→ **SELECTED TEXT**
***
All these problems were extremely important. Priorities were set. There has been substantial progress in all of these fields. That is good news. The bad news is that there are a lot of extremely important problems on which there has been a very limited amount of progress. That is the reality. I would not expect more, to be frank. I think that during the past few months the Government has done more than anyone could realistically expect it to do. What is worse is that there has clearly been a slowing of the process of reform during the past three months. The process was energetic in the first three months but slowed down later.

The Government is now facing a few extremely important problems. I would first stress those which are closely connected with legislation and the parliament. The first is the reform of social protection. The Russian system of social protection is extremely imperfect, though not unique in its imperfection. Essentially it is based on approximately 200 different laws which grant various types of non-targeted social privileges: privileges for those who are old, for those who are young, for those who work in the tax police, for those who are in the military, for those who work in tax inspection, for those who work in the guards, et cetera. But there are only two systems now - one system of housing subsidies and one system of child subsidies - which are based on any kind of means testing.
***
→ **INFORMATION GIVEN**
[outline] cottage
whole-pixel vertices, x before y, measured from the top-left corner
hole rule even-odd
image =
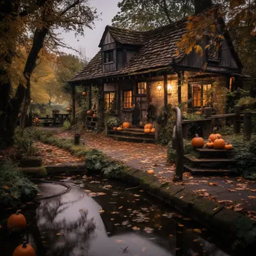
[[[209,0],[195,4],[202,1],[204,7],[210,7]],[[201,8],[196,4],[196,12]],[[201,47],[210,46],[203,57],[195,51],[177,55],[186,24],[184,19],[147,31],[107,25],[99,52],[70,81],[73,92],[78,85],[89,92],[97,85],[102,94],[97,108],[102,121],[104,112],[112,108],[114,115],[134,125],[155,122],[168,104],[180,104],[188,112],[211,106],[216,113],[225,113],[226,93],[240,86],[242,64],[227,33],[222,42],[209,43],[205,35]]]

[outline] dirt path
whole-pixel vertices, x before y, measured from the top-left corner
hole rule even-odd
[[[57,137],[71,138],[70,132],[59,132]],[[85,132],[82,141],[87,149],[96,148],[131,167],[143,171],[153,170],[161,182],[171,182],[174,164],[167,163],[167,147],[159,144],[115,141],[104,135]],[[232,177],[192,177],[183,175],[185,186],[206,198],[218,201],[229,209],[243,212],[256,220],[256,183]]]

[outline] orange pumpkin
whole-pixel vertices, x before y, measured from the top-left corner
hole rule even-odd
[[[212,141],[212,142],[214,142],[214,141],[217,138],[217,135],[216,134],[214,134],[214,133],[212,133],[209,136],[209,139]]]
[[[128,129],[130,127],[130,124],[129,122],[124,122],[123,123],[123,128]]]
[[[213,148],[213,142],[210,139],[206,143],[205,145],[207,148]]]
[[[231,144],[229,144],[229,142],[228,142],[224,147],[226,150],[231,150],[233,149],[233,146]]]
[[[195,137],[191,141],[191,144],[193,147],[201,148],[204,145],[204,141],[203,138],[198,136],[198,134],[195,135]]]
[[[13,256],[36,256],[36,254],[34,248],[27,242],[24,242],[23,244],[16,248]]]
[[[223,149],[225,147],[225,140],[223,138],[220,138],[219,137],[218,137],[218,138],[216,138],[213,142],[213,147],[215,149],[217,150]]]
[[[144,126],[144,129],[151,129],[152,128],[153,128],[153,125],[150,123],[148,123]]]
[[[151,129],[146,128],[144,129],[144,132],[145,133],[151,133]]]
[[[18,210],[16,213],[12,214],[7,222],[8,229],[23,229],[26,227],[27,222],[23,214],[19,213],[21,210]]]

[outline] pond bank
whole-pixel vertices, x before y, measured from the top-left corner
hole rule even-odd
[[[97,173],[100,173],[100,170],[98,169]],[[121,179],[125,182],[128,180],[132,186],[141,186],[150,194],[192,219],[211,229],[221,231],[225,236],[232,237],[238,246],[246,248],[251,252],[255,251],[255,222],[246,216],[203,198],[187,187],[173,183],[161,183],[158,177],[138,168],[126,167],[122,174]]]

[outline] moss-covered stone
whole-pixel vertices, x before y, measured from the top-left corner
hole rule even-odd
[[[20,159],[21,167],[39,167],[42,166],[42,164],[41,156],[22,156]]]
[[[219,209],[216,210],[216,213],[212,220],[213,224],[217,229],[230,231],[233,229],[234,223],[241,215],[222,206],[219,206],[219,208],[221,210]]]

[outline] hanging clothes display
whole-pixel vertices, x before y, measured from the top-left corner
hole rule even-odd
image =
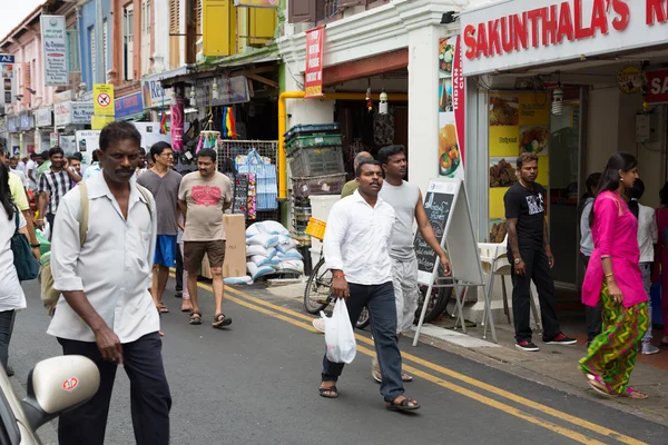
[[[255,175],[257,210],[276,210],[278,208],[278,180],[276,166],[272,164],[272,160],[259,156],[257,150],[252,148],[247,155],[237,156],[235,162],[239,174]]]

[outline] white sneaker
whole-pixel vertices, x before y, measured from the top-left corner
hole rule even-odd
[[[313,322],[311,322],[311,324],[318,333],[325,333],[325,320],[322,317],[314,318]]]
[[[642,354],[645,355],[652,355],[652,354],[658,354],[659,353],[659,348],[656,347],[655,345],[652,345],[649,342],[642,342]]]

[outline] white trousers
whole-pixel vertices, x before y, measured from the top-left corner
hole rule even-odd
***
→ **REQUIRED ACTIONS**
[A] Reproduce the remarks on Russian reform verbatim, everything from "All these problems" down to "slowed down later.".
[B] List every group that the remarks on Russian reform name as receiving non-targeted social privileges.
The data play no part in what follows and can be set aside.

→ **THE RESULTS**
[A]
All these problems were extremely important. Priorities were set. There has been substantial progress in all of these fields. That is good news. The bad news is that there are a lot of extremely important problems on which there has been a very limited amount of progress. That is the reality. I would not expect more, to be frank. I think that during the past few months the Government has done more than anyone could realistically expect it to do. What is worse is that there has clearly been a slowing of the process of reform during the past three months. The process was energetic in the first three months but slowed down later.

[B]
- those who are old
- those who are young
- those who work in the tax police
- those who are in the military
- those who work in tax inspection
- those who work in the guards